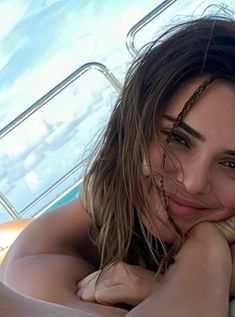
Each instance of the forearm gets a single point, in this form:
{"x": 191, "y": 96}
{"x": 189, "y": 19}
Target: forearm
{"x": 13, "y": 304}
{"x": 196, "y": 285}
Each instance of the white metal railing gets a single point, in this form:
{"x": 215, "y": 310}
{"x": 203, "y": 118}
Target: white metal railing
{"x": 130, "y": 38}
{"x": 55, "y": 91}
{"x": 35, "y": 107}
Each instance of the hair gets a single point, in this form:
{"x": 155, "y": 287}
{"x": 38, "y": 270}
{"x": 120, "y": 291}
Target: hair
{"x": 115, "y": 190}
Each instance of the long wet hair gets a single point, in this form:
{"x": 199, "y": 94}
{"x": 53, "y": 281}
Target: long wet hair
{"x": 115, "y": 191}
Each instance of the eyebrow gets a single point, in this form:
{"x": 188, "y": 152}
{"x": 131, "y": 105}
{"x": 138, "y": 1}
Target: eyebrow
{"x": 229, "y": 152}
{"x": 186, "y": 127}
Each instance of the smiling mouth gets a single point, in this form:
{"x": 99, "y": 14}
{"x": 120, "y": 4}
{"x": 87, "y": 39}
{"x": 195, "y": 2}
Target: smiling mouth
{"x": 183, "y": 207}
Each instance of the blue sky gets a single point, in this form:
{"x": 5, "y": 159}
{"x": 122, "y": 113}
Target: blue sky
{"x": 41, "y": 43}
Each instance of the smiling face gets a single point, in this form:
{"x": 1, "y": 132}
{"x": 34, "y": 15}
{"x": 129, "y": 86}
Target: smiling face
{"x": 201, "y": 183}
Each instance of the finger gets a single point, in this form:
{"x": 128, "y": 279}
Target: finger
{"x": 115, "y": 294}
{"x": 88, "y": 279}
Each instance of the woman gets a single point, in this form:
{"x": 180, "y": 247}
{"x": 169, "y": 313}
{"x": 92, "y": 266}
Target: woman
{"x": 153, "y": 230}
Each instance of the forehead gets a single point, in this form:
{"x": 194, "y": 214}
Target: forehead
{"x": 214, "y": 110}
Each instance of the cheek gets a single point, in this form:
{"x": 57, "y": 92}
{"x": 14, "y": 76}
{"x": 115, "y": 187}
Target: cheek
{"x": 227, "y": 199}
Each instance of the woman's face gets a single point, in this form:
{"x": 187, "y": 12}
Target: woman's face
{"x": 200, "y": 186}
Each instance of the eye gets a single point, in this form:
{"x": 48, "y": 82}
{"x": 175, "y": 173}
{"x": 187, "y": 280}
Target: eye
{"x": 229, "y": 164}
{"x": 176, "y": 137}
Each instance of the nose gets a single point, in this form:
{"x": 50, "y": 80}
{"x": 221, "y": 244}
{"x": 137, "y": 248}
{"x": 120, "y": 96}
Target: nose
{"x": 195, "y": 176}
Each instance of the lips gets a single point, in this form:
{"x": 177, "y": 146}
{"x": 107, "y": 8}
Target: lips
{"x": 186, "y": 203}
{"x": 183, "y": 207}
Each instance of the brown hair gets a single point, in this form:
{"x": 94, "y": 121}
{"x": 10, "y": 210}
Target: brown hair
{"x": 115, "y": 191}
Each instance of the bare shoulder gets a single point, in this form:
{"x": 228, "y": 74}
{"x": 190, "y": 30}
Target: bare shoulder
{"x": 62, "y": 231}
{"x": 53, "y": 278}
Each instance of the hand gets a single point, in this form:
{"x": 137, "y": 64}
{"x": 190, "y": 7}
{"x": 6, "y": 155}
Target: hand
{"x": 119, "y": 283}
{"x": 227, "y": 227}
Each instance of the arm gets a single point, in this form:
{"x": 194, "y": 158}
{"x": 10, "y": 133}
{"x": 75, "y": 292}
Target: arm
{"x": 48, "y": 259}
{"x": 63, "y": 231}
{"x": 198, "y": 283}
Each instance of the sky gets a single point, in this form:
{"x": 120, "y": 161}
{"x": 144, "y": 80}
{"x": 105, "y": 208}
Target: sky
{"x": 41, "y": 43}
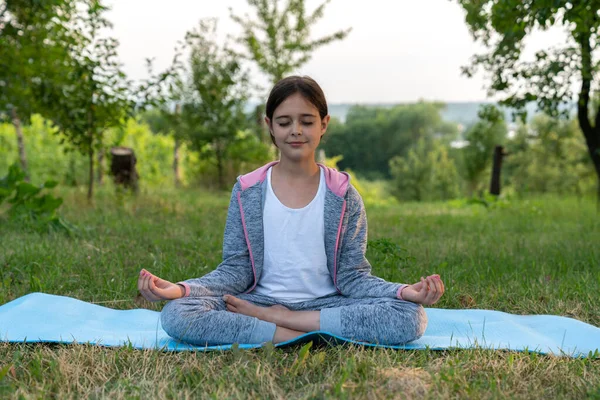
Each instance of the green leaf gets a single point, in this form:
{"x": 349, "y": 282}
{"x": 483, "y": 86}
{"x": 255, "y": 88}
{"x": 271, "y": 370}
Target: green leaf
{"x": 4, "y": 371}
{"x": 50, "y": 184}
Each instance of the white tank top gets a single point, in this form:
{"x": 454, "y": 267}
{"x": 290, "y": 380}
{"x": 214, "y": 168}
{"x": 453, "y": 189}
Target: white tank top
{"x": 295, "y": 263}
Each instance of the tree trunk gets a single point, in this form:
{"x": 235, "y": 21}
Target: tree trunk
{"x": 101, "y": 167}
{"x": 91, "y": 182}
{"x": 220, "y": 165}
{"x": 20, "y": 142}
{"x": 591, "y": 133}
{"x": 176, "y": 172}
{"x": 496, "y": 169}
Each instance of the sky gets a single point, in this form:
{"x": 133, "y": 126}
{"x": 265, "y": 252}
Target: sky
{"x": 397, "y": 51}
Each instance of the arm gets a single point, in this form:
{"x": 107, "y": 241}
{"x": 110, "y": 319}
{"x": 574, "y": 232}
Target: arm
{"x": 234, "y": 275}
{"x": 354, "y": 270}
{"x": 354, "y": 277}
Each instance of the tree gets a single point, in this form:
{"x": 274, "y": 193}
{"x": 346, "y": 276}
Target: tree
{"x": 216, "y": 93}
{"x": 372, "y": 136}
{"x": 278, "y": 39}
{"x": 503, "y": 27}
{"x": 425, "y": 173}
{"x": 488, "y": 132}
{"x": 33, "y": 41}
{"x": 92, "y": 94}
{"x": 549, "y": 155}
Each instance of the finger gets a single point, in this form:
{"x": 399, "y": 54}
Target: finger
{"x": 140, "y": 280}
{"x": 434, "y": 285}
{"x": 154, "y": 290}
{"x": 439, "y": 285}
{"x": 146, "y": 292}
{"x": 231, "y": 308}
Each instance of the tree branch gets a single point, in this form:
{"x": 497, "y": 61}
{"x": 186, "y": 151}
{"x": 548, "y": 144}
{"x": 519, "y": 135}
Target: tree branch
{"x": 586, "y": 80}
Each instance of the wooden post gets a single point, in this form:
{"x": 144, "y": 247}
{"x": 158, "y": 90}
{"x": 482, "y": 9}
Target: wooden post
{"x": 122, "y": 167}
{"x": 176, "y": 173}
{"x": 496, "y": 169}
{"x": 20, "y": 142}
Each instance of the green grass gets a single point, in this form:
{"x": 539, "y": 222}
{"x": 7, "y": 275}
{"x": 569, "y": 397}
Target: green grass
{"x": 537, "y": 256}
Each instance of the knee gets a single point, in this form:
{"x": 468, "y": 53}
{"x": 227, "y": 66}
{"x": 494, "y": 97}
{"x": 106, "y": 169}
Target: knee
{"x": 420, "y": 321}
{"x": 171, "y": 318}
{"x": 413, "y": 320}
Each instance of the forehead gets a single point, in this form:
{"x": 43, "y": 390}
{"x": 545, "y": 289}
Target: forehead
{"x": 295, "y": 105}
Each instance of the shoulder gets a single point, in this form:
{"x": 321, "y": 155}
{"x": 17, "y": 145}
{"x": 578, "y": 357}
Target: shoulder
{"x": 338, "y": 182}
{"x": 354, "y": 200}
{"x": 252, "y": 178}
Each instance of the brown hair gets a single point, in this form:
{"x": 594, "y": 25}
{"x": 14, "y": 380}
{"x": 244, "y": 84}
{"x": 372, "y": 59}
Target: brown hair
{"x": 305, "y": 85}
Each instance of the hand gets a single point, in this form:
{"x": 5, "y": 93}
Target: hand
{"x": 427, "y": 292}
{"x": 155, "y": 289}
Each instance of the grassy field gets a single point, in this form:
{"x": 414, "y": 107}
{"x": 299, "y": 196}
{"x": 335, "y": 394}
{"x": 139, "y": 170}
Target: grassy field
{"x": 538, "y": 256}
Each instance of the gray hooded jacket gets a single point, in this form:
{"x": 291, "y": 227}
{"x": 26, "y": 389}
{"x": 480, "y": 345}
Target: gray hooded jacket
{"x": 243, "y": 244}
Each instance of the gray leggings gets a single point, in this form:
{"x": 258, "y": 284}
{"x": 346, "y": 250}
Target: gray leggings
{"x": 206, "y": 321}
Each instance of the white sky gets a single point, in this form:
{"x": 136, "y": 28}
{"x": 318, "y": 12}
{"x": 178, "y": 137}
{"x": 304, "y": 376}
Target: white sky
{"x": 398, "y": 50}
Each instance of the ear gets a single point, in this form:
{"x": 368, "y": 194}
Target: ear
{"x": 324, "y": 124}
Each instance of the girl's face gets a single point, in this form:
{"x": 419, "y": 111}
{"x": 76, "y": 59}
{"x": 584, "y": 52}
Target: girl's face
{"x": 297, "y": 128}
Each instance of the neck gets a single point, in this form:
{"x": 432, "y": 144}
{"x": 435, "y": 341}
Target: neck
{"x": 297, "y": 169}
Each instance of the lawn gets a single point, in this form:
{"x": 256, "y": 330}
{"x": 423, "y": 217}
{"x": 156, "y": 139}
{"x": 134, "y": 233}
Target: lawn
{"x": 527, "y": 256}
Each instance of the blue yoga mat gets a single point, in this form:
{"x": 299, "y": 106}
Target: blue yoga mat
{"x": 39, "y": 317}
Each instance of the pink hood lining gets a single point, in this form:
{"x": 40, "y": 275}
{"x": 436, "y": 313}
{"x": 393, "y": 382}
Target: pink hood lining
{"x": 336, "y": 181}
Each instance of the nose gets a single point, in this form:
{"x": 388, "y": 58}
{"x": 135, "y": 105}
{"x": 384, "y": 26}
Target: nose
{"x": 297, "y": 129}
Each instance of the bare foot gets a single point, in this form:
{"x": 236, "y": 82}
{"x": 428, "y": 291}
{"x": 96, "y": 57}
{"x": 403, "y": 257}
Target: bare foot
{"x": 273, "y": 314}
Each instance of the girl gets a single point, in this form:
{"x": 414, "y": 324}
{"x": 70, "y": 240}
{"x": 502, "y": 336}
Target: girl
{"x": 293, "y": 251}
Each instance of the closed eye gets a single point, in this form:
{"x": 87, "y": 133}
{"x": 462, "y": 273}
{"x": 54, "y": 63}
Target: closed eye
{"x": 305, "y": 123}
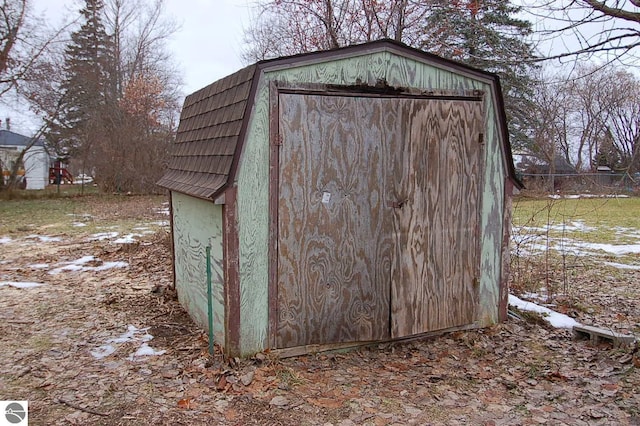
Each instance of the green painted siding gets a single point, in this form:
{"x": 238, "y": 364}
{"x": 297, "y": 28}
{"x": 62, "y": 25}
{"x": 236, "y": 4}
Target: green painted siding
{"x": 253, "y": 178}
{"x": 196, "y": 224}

###

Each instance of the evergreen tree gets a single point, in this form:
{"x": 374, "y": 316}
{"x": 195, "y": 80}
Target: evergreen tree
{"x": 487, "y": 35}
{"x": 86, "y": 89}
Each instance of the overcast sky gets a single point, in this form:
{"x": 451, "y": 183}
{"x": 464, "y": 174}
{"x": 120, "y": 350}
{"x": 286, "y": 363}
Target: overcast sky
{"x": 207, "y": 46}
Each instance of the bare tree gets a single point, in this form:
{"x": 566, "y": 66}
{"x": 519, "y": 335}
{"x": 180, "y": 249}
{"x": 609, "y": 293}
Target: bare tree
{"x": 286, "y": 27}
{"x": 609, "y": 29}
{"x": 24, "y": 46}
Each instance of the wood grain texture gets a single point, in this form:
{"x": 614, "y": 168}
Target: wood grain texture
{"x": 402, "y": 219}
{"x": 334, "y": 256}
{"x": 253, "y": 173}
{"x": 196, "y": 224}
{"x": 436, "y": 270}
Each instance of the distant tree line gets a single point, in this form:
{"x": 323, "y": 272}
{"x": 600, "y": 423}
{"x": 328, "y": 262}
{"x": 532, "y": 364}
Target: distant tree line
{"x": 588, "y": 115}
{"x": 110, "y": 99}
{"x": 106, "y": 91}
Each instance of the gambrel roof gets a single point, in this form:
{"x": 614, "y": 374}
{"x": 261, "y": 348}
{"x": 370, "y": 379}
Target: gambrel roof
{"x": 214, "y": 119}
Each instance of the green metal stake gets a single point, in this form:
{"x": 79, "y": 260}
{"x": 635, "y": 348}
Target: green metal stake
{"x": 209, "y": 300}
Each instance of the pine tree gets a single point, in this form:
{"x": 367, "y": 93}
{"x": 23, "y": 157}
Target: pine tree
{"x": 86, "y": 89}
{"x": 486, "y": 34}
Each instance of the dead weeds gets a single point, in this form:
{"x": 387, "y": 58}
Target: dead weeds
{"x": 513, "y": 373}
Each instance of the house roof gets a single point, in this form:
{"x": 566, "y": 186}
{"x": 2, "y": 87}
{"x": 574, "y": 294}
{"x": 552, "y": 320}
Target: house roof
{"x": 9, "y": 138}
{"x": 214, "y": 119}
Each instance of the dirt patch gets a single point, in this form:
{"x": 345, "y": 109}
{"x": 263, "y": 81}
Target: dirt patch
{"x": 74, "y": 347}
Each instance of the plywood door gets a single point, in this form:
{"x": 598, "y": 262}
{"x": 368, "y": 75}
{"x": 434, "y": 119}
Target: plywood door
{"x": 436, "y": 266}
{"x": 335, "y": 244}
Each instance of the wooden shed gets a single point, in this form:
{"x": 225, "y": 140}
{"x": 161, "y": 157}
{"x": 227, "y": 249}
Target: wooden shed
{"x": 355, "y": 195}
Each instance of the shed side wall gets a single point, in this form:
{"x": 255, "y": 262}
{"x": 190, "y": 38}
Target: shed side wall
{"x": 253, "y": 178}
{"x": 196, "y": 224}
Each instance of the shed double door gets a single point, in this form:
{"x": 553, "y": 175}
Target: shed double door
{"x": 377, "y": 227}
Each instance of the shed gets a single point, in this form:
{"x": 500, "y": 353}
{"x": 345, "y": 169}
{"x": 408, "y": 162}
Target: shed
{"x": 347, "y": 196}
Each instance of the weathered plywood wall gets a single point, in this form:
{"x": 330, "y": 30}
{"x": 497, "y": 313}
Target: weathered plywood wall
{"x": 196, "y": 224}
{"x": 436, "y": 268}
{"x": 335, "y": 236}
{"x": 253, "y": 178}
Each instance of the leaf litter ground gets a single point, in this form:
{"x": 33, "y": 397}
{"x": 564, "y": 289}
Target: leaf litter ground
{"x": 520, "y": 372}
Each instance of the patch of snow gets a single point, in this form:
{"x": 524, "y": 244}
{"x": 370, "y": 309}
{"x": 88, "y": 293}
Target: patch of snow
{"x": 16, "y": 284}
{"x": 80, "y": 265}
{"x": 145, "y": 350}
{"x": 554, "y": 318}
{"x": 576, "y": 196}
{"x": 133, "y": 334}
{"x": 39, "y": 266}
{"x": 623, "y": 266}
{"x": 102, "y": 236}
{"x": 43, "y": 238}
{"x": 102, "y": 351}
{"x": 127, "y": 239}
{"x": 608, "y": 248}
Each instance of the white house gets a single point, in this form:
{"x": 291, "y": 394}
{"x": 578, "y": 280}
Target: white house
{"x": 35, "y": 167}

###

▶ **Exercise details**
Retype exactly, and only, the lines above from the one where "Each instance of the forearm" occurs up to and including the one where "Each instance of the long" occurs.

▶ **Solved exercise**
Each instance of the forearm gets a single point, in this form:
{"x": 191, "y": 96}
{"x": 189, "y": 19}
Target: forearm
{"x": 13, "y": 304}
{"x": 196, "y": 285}
Each instance of the white metal railing gets a single point, in this form:
{"x": 215, "y": 310}
{"x": 203, "y": 118}
Target: white metal railing
{"x": 130, "y": 38}
{"x": 55, "y": 91}
{"x": 35, "y": 107}
Each instance of the hair gets a single point, in this form:
{"x": 155, "y": 287}
{"x": 38, "y": 270}
{"x": 120, "y": 291}
Target: hair
{"x": 115, "y": 190}
Each instance of the long wet hair gets a single point, in this form:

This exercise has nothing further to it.